### INSTRUCTION
Put into a numbered list the lines of the entries, beginning at the line that contains "request: trace the outline of every instance of the awning" and stopping after the line that contains "target: awning", and leave out any blank lines.

### GIVEN RECORDS
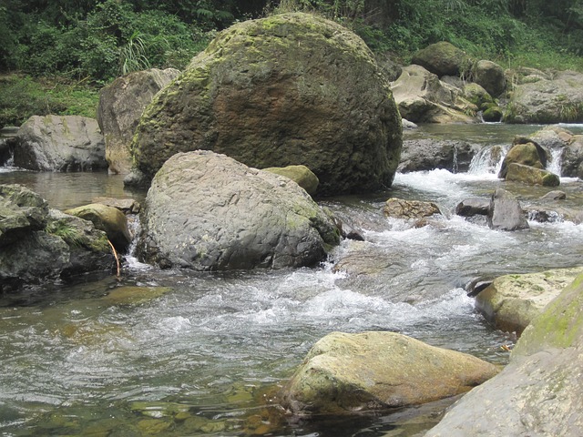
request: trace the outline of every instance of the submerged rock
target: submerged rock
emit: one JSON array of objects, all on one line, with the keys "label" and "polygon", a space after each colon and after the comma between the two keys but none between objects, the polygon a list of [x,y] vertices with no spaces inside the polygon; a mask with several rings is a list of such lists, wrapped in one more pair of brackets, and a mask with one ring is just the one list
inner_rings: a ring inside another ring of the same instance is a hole
[{"label": "submerged rock", "polygon": [[454,404],[425,437],[580,435],[582,353],[579,275],[531,321],[510,363]]},{"label": "submerged rock", "polygon": [[401,146],[401,116],[364,42],[294,13],[219,34],[144,111],[132,154],[149,178],[196,149],[256,168],[304,165],[318,194],[332,195],[389,187]]},{"label": "submerged rock", "polygon": [[79,116],[33,116],[20,127],[15,166],[40,171],[107,168],[97,120]]},{"label": "submerged rock", "polygon": [[340,241],[295,182],[203,150],[162,166],[141,221],[140,259],[197,270],[311,266]]},{"label": "submerged rock", "polygon": [[517,164],[516,162],[508,166],[506,178],[515,182],[542,185],[543,187],[558,187],[561,183],[558,176],[550,171]]},{"label": "submerged rock", "polygon": [[476,308],[496,329],[520,335],[581,273],[583,267],[501,276],[476,297]]},{"label": "submerged rock", "polygon": [[404,219],[419,219],[435,214],[441,214],[439,207],[434,202],[404,200],[397,198],[389,198],[383,208],[383,212],[385,217]]},{"label": "submerged rock", "polygon": [[496,188],[492,195],[487,223],[490,229],[500,230],[519,230],[529,228],[517,198],[503,188]]},{"label": "submerged rock", "polygon": [[471,355],[394,332],[332,332],[312,348],[279,399],[294,413],[383,410],[454,396],[497,372]]}]

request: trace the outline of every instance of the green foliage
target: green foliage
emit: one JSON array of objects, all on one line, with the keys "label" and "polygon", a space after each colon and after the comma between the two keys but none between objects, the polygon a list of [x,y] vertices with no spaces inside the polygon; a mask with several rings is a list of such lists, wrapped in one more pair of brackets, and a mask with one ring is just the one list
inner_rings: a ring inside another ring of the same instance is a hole
[{"label": "green foliage", "polygon": [[78,115],[95,118],[98,91],[79,83],[10,75],[0,76],[0,127],[20,126],[31,116]]}]

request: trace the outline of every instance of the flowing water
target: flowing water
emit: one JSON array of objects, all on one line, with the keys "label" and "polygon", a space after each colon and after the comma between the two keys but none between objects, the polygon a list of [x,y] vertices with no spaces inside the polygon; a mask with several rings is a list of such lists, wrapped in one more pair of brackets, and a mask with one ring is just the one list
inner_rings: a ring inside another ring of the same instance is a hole
[{"label": "flowing water", "polygon": [[[424,127],[411,136],[508,145],[537,127]],[[577,127],[575,127],[577,128]],[[583,130],[583,129],[581,129]],[[451,215],[497,187],[537,204],[548,188],[499,181],[476,157],[472,170],[398,174],[393,188],[325,205],[362,229],[315,269],[194,273],[160,270],[127,257],[121,279],[90,278],[0,296],[0,435],[417,435],[452,400],[349,418],[281,417],[271,388],[313,343],[334,330],[401,332],[504,364],[515,339],[492,330],[465,285],[476,278],[580,264],[583,225],[560,218],[530,229],[491,230]],[[133,197],[121,178],[0,169],[54,208],[96,196]],[[563,179],[567,207],[583,184]],[[390,197],[433,200],[445,212],[424,228],[383,217]],[[350,259],[364,259],[353,275]],[[369,266],[370,264],[370,266]],[[339,268],[334,268],[339,266]],[[345,269],[343,268],[345,267]],[[139,286],[149,299],[119,291]]]}]

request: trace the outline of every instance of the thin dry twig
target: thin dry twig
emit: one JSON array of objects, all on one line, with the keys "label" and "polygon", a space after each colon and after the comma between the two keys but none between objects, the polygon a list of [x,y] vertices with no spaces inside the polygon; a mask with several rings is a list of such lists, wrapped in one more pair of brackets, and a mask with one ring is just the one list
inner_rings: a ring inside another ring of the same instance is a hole
[{"label": "thin dry twig", "polygon": [[118,265],[118,278],[119,278],[119,276],[121,275],[121,269],[119,268],[119,258],[118,257],[118,251],[116,250],[116,248],[113,247],[113,244],[111,244],[111,241],[109,241],[109,239],[107,239],[107,242],[109,243],[109,247],[111,248],[113,256],[116,257],[116,264]]}]

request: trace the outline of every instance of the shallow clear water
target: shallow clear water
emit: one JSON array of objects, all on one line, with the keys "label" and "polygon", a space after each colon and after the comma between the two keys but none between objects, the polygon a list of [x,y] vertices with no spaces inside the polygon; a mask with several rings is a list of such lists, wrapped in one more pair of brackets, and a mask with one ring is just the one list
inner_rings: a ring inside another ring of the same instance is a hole
[{"label": "shallow clear water", "polygon": [[[495,134],[514,135],[502,125],[486,127],[494,133],[477,127],[471,134],[485,145],[497,144]],[[528,128],[536,130],[520,127]],[[144,196],[106,174],[0,172],[0,183],[12,182],[59,208],[101,195]],[[129,257],[119,279],[92,278],[0,297],[0,435],[423,432],[451,400],[312,419],[281,418],[265,400],[313,343],[334,330],[397,331],[505,363],[500,347],[515,339],[484,322],[464,286],[476,278],[579,264],[583,226],[531,221],[528,230],[501,232],[449,213],[460,200],[496,187],[524,205],[537,205],[548,191],[499,181],[484,169],[399,174],[387,192],[322,202],[366,241],[343,242],[316,269],[201,274],[159,270]],[[565,180],[561,189],[564,205],[583,204],[581,181]],[[420,229],[387,220],[382,208],[390,197],[436,201],[445,216]],[[134,285],[169,289],[136,303],[115,299]]]}]

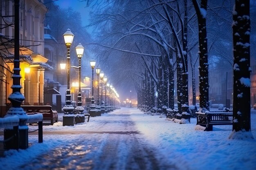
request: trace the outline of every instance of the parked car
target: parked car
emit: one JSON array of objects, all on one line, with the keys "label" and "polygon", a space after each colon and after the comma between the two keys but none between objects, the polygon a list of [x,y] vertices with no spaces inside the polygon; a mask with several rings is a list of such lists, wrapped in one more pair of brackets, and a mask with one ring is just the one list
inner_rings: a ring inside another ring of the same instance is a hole
[{"label": "parked car", "polygon": [[224,108],[224,105],[223,104],[219,104],[218,109],[223,110]]}]

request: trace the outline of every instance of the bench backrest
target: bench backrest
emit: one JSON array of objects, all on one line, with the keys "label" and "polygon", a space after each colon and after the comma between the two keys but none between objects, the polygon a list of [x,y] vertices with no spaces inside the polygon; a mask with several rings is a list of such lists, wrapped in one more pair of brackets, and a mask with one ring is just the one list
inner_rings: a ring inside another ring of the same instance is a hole
[{"label": "bench backrest", "polygon": [[43,115],[52,115],[52,109],[51,106],[25,106],[22,105],[21,107],[27,113],[37,113]]}]

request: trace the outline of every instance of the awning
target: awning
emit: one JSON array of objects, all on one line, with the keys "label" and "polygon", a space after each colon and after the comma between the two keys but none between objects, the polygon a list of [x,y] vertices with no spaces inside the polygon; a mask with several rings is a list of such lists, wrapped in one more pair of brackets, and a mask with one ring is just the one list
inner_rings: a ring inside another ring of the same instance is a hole
[{"label": "awning", "polygon": [[[4,58],[4,61],[6,62],[13,62],[14,60],[14,55],[9,55],[9,57]],[[34,62],[30,55],[20,55],[20,62],[26,62],[29,64],[29,67],[36,68],[38,70],[52,70],[53,68],[49,65],[43,62]]]},{"label": "awning", "polygon": [[47,94],[58,94],[59,95],[61,94],[61,93],[56,90],[56,88],[51,88],[47,90]]}]

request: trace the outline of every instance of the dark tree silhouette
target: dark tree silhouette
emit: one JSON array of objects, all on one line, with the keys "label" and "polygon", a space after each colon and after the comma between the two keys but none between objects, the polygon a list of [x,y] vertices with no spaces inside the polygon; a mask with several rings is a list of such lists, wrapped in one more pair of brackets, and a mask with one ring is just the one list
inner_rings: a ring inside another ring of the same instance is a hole
[{"label": "dark tree silhouette", "polygon": [[249,1],[235,1],[232,26],[234,97],[231,139],[253,139],[250,123],[249,7]]},{"label": "dark tree silhouette", "polygon": [[199,42],[199,111],[209,110],[208,55],[206,31],[207,0],[201,0],[200,6],[197,0],[192,0],[198,20]]}]

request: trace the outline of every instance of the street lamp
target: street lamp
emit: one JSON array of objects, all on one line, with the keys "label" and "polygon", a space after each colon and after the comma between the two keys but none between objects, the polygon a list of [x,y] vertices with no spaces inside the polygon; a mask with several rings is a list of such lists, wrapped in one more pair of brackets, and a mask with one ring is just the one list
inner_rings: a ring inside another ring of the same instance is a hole
[{"label": "street lamp", "polygon": [[[82,96],[81,96],[81,58],[83,57],[84,48],[81,43],[79,43],[76,47],[76,55],[78,57],[78,95],[77,96],[77,106],[75,108],[75,113],[83,114],[84,108],[82,106]],[[82,120],[81,121],[76,121],[77,123],[84,122],[84,115],[82,115]],[[80,119],[79,119],[80,120]]]},{"label": "street lamp", "polygon": [[63,107],[63,110],[64,111],[64,115],[63,116],[63,126],[74,126],[74,117],[72,113],[74,107],[71,104],[71,95],[70,95],[70,50],[74,35],[71,32],[70,29],[67,29],[66,32],[63,34],[63,36],[67,47],[67,87],[66,91],[66,104]]},{"label": "street lamp", "polygon": [[104,82],[104,84],[105,85],[105,102],[107,102],[107,98],[106,97],[106,94],[107,93],[107,91],[106,91],[106,83],[107,82],[107,80],[108,80],[108,78],[106,77],[104,77],[103,78],[103,82]]},{"label": "street lamp", "polygon": [[[109,86],[110,86],[110,83],[107,83],[107,86],[109,88]],[[109,104],[110,104],[110,91],[109,91],[109,96],[108,96],[108,103],[109,103]]]},{"label": "street lamp", "polygon": [[110,106],[111,106],[112,105],[112,98],[113,97],[112,96],[112,88],[113,88],[112,84],[109,85],[109,87],[110,88]]},{"label": "street lamp", "polygon": [[104,73],[103,71],[101,71],[101,72],[99,73],[99,77],[101,78],[101,105],[103,105],[103,98],[102,98],[102,84],[103,84],[103,77],[104,77]]},{"label": "street lamp", "polygon": [[93,83],[93,70],[96,64],[96,62],[95,61],[92,61],[90,62],[90,64],[91,65],[91,67],[92,67],[92,103],[91,103],[91,105],[90,106],[91,109],[94,109],[95,108],[95,105],[94,104],[94,96],[93,94],[93,88],[94,88],[94,83]]},{"label": "street lamp", "polygon": [[98,82],[98,98],[97,99],[97,107],[98,109],[100,109],[99,107],[99,73],[101,72],[101,69],[99,68],[96,68],[96,73],[97,74],[97,81]]}]

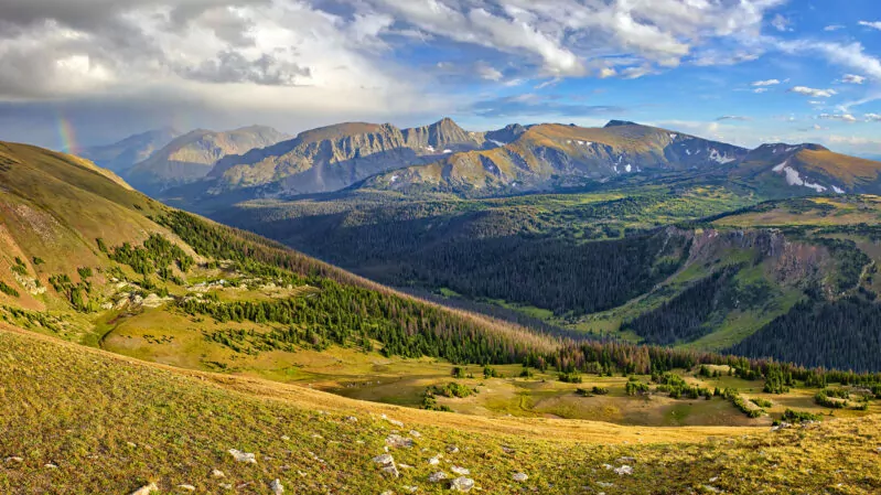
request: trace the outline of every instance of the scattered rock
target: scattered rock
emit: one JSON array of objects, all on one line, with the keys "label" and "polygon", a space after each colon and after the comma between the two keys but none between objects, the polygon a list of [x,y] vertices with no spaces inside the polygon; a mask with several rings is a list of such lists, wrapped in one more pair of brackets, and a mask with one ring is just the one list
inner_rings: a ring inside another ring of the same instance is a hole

### WRITTEN SOLUTION
1. request: trace the outline of every instance of the awning
2. target: awning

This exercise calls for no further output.